(Entradas de apontamento de objetos rotulados)
--------------------------------------------------

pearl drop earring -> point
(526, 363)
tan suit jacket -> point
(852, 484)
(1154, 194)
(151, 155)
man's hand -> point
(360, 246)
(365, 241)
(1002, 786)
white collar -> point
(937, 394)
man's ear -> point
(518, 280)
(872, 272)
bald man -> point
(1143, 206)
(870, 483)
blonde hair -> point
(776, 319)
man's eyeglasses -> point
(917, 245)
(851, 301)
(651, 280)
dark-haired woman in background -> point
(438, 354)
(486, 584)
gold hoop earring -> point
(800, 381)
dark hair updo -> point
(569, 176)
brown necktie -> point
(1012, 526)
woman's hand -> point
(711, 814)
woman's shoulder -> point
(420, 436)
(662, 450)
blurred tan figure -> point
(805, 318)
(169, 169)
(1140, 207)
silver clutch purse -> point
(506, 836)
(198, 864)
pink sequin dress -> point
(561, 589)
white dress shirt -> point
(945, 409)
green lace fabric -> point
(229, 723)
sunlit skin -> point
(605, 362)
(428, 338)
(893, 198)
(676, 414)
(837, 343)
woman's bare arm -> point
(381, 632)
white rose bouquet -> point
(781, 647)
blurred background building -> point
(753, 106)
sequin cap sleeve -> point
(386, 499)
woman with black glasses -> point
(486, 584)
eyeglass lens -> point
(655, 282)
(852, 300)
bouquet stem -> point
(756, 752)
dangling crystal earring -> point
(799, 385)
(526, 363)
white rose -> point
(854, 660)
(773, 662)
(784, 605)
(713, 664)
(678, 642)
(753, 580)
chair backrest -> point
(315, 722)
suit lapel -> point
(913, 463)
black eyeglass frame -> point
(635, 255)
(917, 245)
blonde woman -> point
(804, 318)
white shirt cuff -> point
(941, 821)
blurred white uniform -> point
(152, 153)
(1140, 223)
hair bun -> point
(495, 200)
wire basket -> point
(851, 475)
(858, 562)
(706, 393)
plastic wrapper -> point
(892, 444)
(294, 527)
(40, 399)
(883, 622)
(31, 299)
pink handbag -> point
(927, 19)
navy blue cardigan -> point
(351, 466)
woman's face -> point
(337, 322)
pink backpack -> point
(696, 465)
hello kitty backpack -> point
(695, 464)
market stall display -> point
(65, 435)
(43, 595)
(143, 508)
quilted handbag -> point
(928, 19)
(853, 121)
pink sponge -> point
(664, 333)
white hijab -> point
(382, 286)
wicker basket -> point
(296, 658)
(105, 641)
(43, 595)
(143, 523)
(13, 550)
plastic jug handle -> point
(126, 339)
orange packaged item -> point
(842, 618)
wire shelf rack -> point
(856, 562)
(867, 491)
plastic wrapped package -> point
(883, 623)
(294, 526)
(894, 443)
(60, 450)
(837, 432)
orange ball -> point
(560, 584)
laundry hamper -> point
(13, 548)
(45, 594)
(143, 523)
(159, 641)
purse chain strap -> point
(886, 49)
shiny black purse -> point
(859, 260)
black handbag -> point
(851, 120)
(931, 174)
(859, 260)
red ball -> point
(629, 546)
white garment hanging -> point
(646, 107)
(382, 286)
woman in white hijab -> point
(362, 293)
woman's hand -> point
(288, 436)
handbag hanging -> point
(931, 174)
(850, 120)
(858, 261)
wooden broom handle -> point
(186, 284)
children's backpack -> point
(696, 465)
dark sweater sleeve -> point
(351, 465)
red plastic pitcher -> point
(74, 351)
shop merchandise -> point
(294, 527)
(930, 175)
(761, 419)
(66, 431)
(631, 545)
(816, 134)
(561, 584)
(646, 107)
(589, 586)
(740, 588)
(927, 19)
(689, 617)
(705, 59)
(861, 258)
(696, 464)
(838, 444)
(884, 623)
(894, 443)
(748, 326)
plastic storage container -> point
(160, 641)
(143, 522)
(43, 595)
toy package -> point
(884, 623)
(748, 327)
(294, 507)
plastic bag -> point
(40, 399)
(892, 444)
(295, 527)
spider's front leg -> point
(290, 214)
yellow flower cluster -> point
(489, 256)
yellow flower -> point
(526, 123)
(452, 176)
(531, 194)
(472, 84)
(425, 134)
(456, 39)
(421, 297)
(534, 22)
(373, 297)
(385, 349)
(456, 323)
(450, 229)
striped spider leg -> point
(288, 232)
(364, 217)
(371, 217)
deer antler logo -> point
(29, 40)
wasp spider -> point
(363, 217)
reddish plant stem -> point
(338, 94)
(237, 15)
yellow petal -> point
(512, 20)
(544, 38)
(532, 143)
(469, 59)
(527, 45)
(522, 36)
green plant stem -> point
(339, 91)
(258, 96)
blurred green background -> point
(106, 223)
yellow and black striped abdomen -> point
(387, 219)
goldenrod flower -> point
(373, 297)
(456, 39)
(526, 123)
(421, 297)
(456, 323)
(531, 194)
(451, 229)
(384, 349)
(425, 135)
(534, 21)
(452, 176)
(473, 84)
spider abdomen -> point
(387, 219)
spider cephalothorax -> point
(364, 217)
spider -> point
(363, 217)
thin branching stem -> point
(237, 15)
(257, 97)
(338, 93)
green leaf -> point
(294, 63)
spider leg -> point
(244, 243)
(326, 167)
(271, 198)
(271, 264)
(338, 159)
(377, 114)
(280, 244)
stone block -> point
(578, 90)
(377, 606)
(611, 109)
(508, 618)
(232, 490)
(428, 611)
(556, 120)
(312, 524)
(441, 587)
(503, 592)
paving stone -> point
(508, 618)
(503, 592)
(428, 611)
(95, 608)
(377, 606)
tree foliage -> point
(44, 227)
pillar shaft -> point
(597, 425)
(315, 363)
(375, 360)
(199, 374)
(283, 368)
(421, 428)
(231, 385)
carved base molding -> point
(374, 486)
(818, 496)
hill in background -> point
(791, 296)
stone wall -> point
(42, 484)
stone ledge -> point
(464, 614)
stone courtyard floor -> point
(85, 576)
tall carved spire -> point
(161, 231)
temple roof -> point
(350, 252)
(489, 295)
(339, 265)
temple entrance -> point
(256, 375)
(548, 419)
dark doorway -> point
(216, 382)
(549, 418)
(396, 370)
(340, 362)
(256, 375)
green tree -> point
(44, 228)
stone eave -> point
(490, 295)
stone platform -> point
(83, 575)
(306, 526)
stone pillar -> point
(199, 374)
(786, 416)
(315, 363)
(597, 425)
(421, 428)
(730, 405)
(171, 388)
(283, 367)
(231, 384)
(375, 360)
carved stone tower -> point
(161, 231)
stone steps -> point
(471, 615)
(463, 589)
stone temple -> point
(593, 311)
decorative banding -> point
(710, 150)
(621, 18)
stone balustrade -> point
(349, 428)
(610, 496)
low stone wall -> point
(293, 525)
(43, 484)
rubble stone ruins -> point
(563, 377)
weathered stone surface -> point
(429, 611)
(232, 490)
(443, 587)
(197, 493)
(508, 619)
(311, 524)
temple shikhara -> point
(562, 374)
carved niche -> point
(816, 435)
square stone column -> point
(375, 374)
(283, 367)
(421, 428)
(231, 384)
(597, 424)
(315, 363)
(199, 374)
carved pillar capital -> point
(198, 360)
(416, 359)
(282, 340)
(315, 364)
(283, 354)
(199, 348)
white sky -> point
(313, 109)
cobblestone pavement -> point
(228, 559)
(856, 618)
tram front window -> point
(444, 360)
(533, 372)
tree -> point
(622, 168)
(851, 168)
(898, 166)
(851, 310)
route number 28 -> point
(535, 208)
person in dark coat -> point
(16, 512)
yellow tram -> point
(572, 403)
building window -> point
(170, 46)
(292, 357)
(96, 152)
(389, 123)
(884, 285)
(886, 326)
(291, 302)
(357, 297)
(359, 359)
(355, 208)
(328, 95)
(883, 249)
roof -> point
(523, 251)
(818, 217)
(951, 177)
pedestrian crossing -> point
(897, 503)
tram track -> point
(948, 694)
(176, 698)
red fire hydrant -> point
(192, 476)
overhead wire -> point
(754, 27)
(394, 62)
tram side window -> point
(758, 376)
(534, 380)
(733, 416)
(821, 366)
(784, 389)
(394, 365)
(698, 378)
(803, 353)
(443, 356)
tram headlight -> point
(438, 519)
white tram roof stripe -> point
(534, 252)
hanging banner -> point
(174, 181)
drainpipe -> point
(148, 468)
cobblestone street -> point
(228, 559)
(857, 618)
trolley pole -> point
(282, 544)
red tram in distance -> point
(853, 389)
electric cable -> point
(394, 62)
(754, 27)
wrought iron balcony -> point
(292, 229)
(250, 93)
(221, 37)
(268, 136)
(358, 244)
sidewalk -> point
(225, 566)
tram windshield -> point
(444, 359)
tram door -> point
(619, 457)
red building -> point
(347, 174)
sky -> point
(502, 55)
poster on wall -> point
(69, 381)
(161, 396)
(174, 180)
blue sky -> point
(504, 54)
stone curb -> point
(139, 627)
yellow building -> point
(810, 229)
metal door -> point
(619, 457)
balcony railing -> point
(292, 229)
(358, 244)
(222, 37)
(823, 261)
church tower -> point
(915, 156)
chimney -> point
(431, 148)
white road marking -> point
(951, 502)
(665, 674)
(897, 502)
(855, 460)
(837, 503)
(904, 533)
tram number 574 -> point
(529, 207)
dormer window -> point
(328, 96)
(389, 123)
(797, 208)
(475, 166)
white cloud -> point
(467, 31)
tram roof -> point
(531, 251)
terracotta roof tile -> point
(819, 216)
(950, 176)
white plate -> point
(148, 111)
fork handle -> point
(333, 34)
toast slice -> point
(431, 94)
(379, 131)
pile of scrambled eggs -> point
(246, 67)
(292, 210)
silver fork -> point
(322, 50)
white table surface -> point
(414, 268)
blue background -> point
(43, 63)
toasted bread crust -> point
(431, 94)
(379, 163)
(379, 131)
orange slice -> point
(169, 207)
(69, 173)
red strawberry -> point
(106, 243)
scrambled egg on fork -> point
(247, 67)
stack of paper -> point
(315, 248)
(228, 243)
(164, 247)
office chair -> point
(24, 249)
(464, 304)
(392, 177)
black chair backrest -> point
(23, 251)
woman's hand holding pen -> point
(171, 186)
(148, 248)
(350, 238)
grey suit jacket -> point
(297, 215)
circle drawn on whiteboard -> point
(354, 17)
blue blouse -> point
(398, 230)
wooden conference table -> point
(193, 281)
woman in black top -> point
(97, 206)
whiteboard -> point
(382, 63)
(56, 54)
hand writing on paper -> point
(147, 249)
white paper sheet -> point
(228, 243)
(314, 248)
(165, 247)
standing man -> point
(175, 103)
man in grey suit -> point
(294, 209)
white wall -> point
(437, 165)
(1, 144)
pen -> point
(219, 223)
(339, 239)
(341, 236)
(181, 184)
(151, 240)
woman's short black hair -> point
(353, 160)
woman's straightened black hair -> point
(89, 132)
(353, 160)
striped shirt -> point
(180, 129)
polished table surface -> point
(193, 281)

--------------------------------------------------

## DESAFIO
Apresente como uma lista JSON de strings as linhas do material que vão da linha com "balcony railing -> point" até o final, uma string por linha e sem linhas em branco.

## RESPOSTA AO PROBLEMA
[
  "balcony railing -> point",
  "(292, 229)",
  "(358, 244)",
  "(222, 37)",
  "(823, 261)",
  "church tower -> point",
  "(915, 156)",
  "chimney -> point",
  "(431, 148)",
  "white road marking -> point",
  "(951, 502)",
  "(665, 674)",
  "(897, 502)",
  "(855, 460)",
  "(837, 503)",
  "(904, 533)",
  "tram number 574 -> point",
  "(529, 207)",
  "dormer window -> point",
  "(328, 96)",
  "(389, 123)",
  "(797, 208)",
  "(475, 166)",
  "white cloud -> point",
  "(467, 31)",
  "tram roof -> point",
  "(531, 251)",
  "terracotta roof tile -> point",
  "(819, 216)",
  "(950, 176)",
  "white plate -> point",
  "(148, 111)",
  "fork handle -> point",
  "(333, 34)",
  "toast slice -> point",
  "(431, 94)",
  "(379, 131)",
  "pile of scrambled eggs -> point",
  "(246, 67)",
  "(292, 210)",
  "silver fork -> point",
  "(322, 50)",
  "white table surface -> point",
  "(414, 268)",
  "blue background -> point",
  "(43, 63)",
  "toasted bread crust -> point",
  "(431, 94)",
  "(379, 163)",
  "(379, 131)",
  "orange slice -> point",
  "(169, 207)",
  "(69, 173)",
  "red strawberry -> point",
  "(106, 243)",
  "scrambled egg on fork -> point",
  "(247, 67)",
  "stack of paper -> point",
  "(315, 248)",
  "(228, 243)",
  "(164, 247)",
  "office chair -> point",
  "(24, 249)",
  "(464, 304)",
  "(392, 177)",
  "black chair backrest -> point",
  "(23, 251)",
  "woman's hand holding pen -> point",
  "(171, 186)",
  "(148, 248)",
  "(350, 238)",
  "grey suit jacket -> point",
  "(297, 215)",
  "circle drawn on whiteboard -> point",
  "(354, 17)",
  "blue blouse -> point",
  "(398, 230)",
  "wooden conference table -> point",
  "(193, 281)",
  "woman in black top -> point",
  "(97, 206)",
  "whiteboard -> point",
  "(382, 63)",
  "(56, 54)",
  "hand writing on paper -> point",
  "(147, 249)",
  "white paper sheet -> point",
  "(228, 243)",
  "(314, 248)",
  "(165, 247)",
  "standing man -> point",
  "(175, 103)",
  "man in grey suit -> point",
  "(294, 209)",
  "white wall -> point",
  "(437, 165)",
  "(1, 144)",
  "pen -> point",
  "(219, 223)",
  "(339, 239)",
  "(341, 236)",
  "(181, 184)",
  "(151, 240)",
  "woman's short black hair -> point",
  "(353, 160)",
  "woman's straightened black hair -> point",
  "(89, 132)",
  "(353, 160)",
  "striped shirt -> point",
  "(180, 129)",
  "polished table surface -> point",
  "(193, 281)"
]